-- PROVIDED TEXT follows --

The header contains the vault format id, the vault format version, the vault cipher, and a vault-id label (with format version 1.2), separated by semi-colons ';'
The first field ``$ANSIBLE_VAULT`` is the format id. Currently ``$ANSIBLE_VAULT`` is the only valid file format id. This is used to identify files that are vault encrypted (via vault.is_encrypted_file()).
The second field (``1.X``) is the vault format version. All supported versions of ansible will currently default to '1.1' or '1.2' if a labeled vault-id is supplied.
The '1.0' format is supported for reading only (and will be converted automatically to the '1.1' format on write). The format version is currently used as an exact string compare only (version numbers are not currently 'compared').
The third field (``AES256``) identifies the cipher algorithm used to encrypt the data. Currently, the only supported cipher is 'AES256'. [vault format 1.0 used 'AES', but current code always uses 'AES256']
The fourth field (``vault-id-label``) identifies the vault-id label used to encrypt the data. For example using a vault-id of ``dev@prompt`` results in a vault-id-label of 'dev' being used.

-- PROVIDED TEXT concluded --
-- INFORMATION GIVEN follows --

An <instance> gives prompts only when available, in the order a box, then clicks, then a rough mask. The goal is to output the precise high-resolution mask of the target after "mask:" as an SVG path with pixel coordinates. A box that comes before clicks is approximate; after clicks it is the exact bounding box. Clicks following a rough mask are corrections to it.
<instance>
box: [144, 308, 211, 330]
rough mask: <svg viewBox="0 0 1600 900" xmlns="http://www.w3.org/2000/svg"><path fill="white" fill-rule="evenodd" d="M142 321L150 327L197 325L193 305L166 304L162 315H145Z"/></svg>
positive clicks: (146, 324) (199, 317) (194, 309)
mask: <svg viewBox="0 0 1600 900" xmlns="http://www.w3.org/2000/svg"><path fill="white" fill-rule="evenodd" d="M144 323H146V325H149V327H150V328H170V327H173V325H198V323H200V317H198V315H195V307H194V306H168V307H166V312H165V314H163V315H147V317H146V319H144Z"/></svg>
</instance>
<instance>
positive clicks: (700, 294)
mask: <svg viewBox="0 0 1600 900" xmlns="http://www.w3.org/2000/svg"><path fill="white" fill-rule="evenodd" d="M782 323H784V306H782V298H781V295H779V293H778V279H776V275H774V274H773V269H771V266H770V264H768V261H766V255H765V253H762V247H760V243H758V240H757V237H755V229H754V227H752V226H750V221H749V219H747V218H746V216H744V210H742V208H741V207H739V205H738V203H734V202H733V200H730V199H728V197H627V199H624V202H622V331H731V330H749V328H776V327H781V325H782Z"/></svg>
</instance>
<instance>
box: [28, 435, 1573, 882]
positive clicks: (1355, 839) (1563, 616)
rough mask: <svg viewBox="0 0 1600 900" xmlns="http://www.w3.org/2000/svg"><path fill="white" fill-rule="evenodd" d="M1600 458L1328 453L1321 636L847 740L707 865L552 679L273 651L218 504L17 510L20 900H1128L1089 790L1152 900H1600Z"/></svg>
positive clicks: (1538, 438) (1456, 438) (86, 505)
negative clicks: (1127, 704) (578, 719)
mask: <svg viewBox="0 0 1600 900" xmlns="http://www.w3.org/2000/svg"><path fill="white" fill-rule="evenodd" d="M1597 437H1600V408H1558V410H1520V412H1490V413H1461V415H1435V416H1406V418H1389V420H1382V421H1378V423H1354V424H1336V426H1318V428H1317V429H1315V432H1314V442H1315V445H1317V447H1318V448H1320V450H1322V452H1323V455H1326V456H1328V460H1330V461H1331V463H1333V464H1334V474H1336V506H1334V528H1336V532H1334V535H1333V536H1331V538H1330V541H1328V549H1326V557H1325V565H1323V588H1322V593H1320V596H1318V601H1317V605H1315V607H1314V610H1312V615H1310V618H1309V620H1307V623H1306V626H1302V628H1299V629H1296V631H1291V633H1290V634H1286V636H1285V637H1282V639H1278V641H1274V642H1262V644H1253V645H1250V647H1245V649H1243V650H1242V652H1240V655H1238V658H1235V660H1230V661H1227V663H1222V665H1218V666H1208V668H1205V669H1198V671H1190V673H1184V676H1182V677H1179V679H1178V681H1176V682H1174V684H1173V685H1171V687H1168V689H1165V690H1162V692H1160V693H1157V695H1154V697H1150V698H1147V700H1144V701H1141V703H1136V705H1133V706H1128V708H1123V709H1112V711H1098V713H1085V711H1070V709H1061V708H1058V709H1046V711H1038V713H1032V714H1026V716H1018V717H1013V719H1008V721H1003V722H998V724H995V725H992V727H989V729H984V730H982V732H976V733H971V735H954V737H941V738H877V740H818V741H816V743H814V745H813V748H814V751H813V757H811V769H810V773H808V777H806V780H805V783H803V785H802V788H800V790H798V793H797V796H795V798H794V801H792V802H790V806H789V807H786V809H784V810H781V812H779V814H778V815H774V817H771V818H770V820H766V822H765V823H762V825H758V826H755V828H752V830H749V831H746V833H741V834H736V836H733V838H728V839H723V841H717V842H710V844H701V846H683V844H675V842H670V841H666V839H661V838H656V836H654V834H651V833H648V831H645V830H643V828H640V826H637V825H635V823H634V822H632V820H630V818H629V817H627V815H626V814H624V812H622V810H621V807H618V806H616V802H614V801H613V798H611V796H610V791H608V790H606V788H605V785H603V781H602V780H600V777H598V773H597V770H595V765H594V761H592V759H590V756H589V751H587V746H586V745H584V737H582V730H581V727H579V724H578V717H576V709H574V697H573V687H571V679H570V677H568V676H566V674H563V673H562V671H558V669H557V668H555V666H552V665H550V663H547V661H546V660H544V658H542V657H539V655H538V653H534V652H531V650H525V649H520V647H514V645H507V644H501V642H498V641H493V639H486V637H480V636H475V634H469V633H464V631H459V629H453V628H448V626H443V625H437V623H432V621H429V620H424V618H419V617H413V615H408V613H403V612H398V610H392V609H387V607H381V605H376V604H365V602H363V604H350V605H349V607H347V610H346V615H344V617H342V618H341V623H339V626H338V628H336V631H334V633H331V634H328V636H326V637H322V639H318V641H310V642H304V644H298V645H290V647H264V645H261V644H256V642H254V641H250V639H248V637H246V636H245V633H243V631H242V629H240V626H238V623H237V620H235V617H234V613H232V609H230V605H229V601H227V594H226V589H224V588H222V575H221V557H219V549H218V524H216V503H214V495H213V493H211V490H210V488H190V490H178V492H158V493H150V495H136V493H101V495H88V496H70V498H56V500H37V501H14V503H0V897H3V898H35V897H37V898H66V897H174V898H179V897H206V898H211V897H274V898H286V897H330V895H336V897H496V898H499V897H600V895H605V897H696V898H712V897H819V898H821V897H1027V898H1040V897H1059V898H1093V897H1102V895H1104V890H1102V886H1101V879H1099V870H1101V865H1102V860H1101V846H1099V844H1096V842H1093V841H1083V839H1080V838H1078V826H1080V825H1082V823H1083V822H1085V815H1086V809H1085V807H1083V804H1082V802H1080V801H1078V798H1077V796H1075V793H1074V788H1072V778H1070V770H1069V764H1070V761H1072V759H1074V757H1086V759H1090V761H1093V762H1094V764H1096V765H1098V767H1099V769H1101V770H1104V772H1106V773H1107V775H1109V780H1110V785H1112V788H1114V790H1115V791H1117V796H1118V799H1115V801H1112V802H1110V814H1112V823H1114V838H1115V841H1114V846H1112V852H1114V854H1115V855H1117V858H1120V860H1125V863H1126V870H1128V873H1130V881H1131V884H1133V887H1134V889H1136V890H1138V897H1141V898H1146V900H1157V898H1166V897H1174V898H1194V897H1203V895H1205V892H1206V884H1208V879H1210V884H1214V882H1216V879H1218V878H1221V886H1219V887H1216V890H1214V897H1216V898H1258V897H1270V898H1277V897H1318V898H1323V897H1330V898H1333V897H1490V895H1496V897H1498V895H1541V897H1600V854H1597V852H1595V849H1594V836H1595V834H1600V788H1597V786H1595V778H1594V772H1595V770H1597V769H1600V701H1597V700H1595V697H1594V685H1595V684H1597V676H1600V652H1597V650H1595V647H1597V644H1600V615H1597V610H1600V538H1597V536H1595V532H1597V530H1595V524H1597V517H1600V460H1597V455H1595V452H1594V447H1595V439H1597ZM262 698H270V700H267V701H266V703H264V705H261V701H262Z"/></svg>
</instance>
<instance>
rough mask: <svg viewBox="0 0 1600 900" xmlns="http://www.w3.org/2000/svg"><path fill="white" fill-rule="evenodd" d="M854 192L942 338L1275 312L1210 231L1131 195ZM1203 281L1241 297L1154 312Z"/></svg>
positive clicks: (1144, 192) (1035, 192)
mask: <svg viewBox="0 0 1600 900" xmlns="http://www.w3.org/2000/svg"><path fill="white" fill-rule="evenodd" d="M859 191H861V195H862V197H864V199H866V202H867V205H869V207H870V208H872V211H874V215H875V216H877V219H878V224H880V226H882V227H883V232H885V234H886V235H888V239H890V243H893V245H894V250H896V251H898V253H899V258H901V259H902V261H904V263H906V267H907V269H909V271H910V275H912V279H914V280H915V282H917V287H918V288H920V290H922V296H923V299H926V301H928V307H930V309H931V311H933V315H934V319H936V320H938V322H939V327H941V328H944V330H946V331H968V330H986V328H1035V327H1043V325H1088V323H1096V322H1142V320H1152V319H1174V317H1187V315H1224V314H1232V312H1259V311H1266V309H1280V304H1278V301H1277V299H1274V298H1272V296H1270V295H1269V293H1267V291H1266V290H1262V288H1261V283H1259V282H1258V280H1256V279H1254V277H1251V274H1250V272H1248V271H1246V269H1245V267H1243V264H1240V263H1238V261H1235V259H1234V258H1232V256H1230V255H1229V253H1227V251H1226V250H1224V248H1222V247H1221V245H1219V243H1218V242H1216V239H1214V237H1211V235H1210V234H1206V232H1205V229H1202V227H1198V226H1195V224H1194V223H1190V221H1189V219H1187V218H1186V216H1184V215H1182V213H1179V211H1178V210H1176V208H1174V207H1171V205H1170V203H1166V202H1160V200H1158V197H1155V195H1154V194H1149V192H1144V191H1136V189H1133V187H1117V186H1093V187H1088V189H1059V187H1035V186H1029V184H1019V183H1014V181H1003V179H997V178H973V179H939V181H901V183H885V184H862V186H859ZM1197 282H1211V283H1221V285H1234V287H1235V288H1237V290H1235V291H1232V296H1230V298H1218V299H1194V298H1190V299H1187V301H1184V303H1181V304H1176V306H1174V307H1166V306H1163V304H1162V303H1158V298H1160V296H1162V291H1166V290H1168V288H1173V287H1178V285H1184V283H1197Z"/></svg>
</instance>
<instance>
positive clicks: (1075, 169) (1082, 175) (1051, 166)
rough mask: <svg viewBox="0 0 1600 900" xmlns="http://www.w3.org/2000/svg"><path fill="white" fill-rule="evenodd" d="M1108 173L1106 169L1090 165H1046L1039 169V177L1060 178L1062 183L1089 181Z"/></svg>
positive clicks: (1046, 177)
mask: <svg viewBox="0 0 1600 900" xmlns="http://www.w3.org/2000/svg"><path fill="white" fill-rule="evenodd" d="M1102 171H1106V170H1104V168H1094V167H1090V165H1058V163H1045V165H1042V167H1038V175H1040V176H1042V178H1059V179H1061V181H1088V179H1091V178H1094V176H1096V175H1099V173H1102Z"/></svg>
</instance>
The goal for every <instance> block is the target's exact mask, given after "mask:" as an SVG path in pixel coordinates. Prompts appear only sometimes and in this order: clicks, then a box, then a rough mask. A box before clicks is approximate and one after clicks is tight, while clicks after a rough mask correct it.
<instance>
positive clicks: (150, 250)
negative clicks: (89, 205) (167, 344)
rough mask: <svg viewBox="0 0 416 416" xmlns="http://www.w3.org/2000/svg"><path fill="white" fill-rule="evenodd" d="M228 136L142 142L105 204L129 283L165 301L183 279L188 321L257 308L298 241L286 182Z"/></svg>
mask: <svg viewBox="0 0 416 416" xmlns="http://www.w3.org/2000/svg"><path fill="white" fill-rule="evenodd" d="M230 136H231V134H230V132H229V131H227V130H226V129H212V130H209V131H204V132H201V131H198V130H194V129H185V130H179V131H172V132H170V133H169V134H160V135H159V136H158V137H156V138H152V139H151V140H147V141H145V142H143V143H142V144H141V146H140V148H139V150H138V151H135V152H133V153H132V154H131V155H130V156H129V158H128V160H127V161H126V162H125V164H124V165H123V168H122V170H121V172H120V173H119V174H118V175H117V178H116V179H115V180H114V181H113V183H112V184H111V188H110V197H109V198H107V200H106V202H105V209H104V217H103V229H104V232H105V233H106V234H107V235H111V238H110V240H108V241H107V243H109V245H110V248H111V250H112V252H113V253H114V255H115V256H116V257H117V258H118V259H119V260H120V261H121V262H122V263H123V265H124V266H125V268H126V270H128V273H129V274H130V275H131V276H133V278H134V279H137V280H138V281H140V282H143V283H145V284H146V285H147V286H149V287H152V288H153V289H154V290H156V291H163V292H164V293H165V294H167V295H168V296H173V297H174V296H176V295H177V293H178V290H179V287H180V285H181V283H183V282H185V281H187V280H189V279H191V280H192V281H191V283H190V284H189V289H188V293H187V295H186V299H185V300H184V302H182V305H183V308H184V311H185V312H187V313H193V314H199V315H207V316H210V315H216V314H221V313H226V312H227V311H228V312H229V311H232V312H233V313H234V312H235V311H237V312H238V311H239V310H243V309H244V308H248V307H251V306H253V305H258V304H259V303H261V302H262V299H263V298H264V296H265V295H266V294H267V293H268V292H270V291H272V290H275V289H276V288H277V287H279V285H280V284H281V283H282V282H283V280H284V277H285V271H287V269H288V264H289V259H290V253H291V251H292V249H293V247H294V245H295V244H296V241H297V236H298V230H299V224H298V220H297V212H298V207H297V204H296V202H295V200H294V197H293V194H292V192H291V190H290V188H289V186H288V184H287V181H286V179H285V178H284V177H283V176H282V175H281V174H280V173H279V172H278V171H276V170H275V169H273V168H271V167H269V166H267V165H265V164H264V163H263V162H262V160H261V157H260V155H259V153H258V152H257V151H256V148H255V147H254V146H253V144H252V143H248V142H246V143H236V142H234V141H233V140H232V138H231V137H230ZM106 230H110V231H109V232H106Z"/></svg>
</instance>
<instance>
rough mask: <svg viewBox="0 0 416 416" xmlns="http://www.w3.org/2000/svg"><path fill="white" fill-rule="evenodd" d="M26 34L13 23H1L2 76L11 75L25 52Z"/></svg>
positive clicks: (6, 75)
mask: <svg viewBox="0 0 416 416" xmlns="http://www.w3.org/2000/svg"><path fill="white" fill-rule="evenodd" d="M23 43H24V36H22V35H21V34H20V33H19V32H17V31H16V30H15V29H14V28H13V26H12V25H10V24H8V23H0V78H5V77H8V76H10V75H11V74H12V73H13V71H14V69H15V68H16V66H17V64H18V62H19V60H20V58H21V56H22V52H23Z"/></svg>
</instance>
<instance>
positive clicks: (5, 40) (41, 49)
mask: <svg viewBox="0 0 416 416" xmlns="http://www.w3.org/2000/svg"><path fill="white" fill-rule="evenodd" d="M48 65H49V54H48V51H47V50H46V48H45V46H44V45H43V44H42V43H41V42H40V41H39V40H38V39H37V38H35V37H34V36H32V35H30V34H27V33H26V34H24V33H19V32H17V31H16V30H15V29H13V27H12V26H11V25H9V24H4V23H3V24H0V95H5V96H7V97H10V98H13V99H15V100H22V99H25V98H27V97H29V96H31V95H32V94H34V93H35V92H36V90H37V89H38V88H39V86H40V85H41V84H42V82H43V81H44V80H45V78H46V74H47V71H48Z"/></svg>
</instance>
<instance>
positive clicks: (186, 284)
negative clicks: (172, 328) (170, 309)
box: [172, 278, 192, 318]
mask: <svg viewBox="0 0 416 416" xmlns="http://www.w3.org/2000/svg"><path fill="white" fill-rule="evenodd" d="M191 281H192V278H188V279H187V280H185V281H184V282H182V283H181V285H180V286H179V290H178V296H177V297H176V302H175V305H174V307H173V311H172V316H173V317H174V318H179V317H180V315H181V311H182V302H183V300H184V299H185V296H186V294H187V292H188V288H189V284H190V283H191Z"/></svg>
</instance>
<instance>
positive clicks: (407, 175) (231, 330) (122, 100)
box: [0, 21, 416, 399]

-- INFORMATION GIVEN concluded --

* WHAT YOU NEED TO DO: Repeat the vault header description from "The header contains" to "not currently 'compared').", substituting "format identifier" for "format id" throughout that passage.

* RESPONSE TO THE EXERCISE:
The header contains the vault format identifier, the vault format version, the vault cipher, and a vault-id label (with format version 1.2), separated by semi-colons ';'
The first field ``$ANSIBLE_VAULT`` is the format identifier. Currently ``$ANSIBLE_VAULT`` is the only valid file format identifier. This is used to identify files that are vault encrypted (via vault.is_encrypted_file()).
The second field (``1.X``) is the vault format version. All supported versions of ansible will currently default to '1.1' or '1.2' if a labeled vault-id is supplied.
The '1.0' format is supported for reading only (and will be converted automatically to the '1.1' format on write). The format version is currently used as an exact string compare only (version numbers are not currently 'compared').